**DOCUMENT EXTRACT:**
^^^^^^^^^^^^^^^^

It is true the results depend on:
kernel function
GP output discretization
Scaling factor on sigmoid
The kernel function we choose will define how we model the covariance terms and is therefore directly tied to the performance of the model. The discretization is very important as mentioned prior. Scaling factor on the sigmoid will just make the distributions of the class more multimodal, i.e., two distributions centered around p = 0.5.
What did I learn?
These are useful techniques and offer a lot of residual information apart from just a classification label in this case. They offer uncertainty, but also information on uncertainty due to low density regions. I am considering two cases where uncertainty should be high:
on the boundary of two classes
low density regions
I am not aware of other methods that provide both.
Bonus Question 3#
Sure. Lets use one from my old assignment and see what we get.
with pm.Model() as lgr:
alpha = pm.Normal('alpha',mu=0,sigma=1)
betas = pm.Normal('betas',mu=0,sigma=1,shape=X_normalized.shape[1])
mu = alpha + pm.math.dot(X_normalized,betas)
theta = pm.Deterministic('theta', pm.math.sigmoid(mu))
lkd = pm.Bernoulli('lkd',p=theta,observed=y_binary)
lr_posterior = pm.sample(1000,tune=2000,return_inferencedata=True,target_accept=0.95)
plr = lr_posterior.posterior['theta'].values.mean(0).mean(0)
pred_lr = (plr > 0.5).astype('int')
print("Accuracy from BLR: ", np.sum(pred_lr == y_binary) / len(y_binary))
Accuracy from BLR: 0.9933333333333333
So we see the performance of the models is identical. This is to be expected given the distribution of the features. There exists a very easily identifiable decision boundary for the BLR to identify. However, in cases where the decision boundary is highly non-linear, a GPC would outperform. It is similar in operation to other classification methods that use radial basis functions.

^^^^^^^^^^^^^^^^

**PROVIDED DATA:**
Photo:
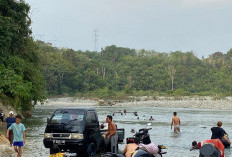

^^^^^^^^^^^^^^^^

**PROBLEM:**
Translate this sentence from the Gaussian process classification notes into Spanish: "The kernel function we choose will define how we model the covariance terms and is therefore directly tied to the performance of the model." Answer from the Gaussian process classification notes only, not the listing.

**RESPONSE BELOW:**
La función kernel que elegimos definirá cómo modelamos los términos de covarianza y, por lo tanto, está directamente ligada al rendimiento del modelo.